▶ Text block
>>>

Getting Started with XQuery
March 2, 2005
Although the W3C's XQuery language for querying XML data sources is still in Working Draft status, the recent XML 2004 conference showed that there's already plenty of interest and many implementations. While the Saxon implementation may not scale up as much as the disk-based versions that use persistent indexes and other traditional database features, you can download the free version of Saxon, install it, and use XQuery so quickly that it's a great way to start playing with the language in order to learn about what this new standard can offer you.
Running a Query
Let's start with a toy example that demonstrates how to tell Saxon which query
to run against which XML, and then we'll move on to examples that show useful queries
run
against real XML data. For our first two queries, we'll use the following document,
which is
named data1.xml
:
<doc> <p>this is a sample file</p> <p>this p has <emph>inline</emph> markup</p> </doc>
When run from a command line, the following tells Saxon to run the query shown and to send the result to standard output. As with XSLT, the curly braces enclose an expression to be evaluated and replaced by the result of the evaluation. Unlike XSLT, curly braces can be nested in XQuery queries as they get more complex. In this particular case, the curly braces have more to do with the Saxon implementation than XQuery syntax, because they indicate to Saxon that the enclosed string is an actual query and not some other command line option.
java net.sf.saxon.Query {doc('data1.xml')//p[emph]}
(On a Linux machine, I also had to put quotation marks around the expression
with curly braces.) This query asks for the p
elements in the
data1.xml
file that have an emph
child element. Saxon's XQuery
processor responds with the following:
<?xml version="1.0" encoding="UTF-8"?> <p>this p has <emph>inline</emph> markup</p>
(In the remaining examples, I'll omit the XML declaration from the output.) A
query doesn't have to be much more complex than this one before it's too long to fit
on a
command line, so Saxon can accept a query stored in a text file. To demonstrate, I
put the
query above into its own file, called query1.xqy
, without the curly braces from
above that told Saxon the role of that string on the command line:
(: Here is an XQuery comment. :) doc('data1.xml')//p[emph]
(I also added a comment to show how XQuery uses parentheses and colons to
delimit comments for the query processor to ignore. As a long-time hater of smileys, I can't say I like the XML Query Working Group's choice
of comment delimiters much.) With those two lines stored in query1.xqy
, the
following command has the same result as the previous one:
java net.sf.saxon.Query query1.xqy
While the query above is more concise than the equivalent XSLT stylesheet, the XSLT version of the query would be very simple, and many have debated whether either language makes the other unnecessary. As with many programming language comparisons, the answer is that while both languages may be able to perform the same functions, each makes certain tasks quicker and easier for the developer than the other. Let's look at some of XQuery's strengths.

<<<

▶ Given information
>>>

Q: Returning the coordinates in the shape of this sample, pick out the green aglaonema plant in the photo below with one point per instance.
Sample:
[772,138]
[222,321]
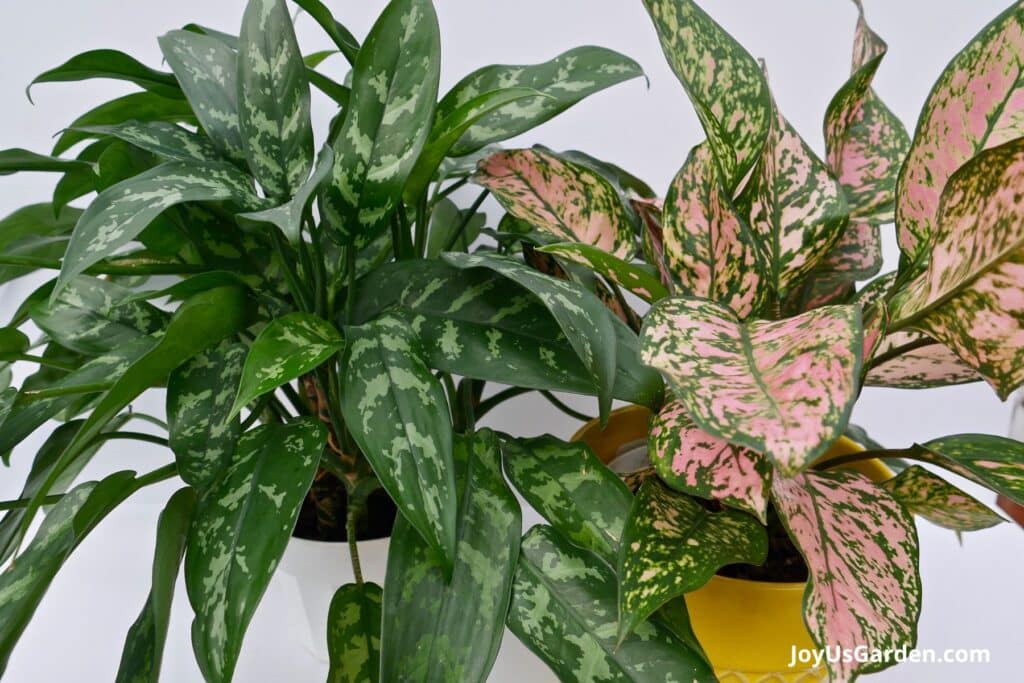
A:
[759,325]
[324,334]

<<<

▶ Challenges
[1] Answer these questions about the XQuery article, one line each.
(a) What is the sample document used for the first two queries named?
(b) On a Linux machine, what had to be put around the expression with curly braces?
(c) What characters does XQuery use to delimit comments?
[2] Write the next passage of the XQuery article, picking up after its final sentence.

▶ Expected answers
[1]
(a) data1.xml
(b) Quotation marks
(c) Parentheses and colons

[2]
Looking for Some Sugar
To really test the usefulness of XQuery, I wanted to use real-world data, so I downloaded a collection of recipes from Squirrel's RecipeML archive that conform to the RecipeML DTD. (Because a cookbook is such an obvious candidate for multiple back-of-the-book indexes, I've often wondered why no Topic Map advocates have created a Topic Map from a collection of RecipeML recipes. The availability of XQuery implementations should make it easier.) Like much of the XML available on the internet, we can't assume that these are all clean, well-formed documents, so several recipe files required a little clean-up before I could start running queries against the collection.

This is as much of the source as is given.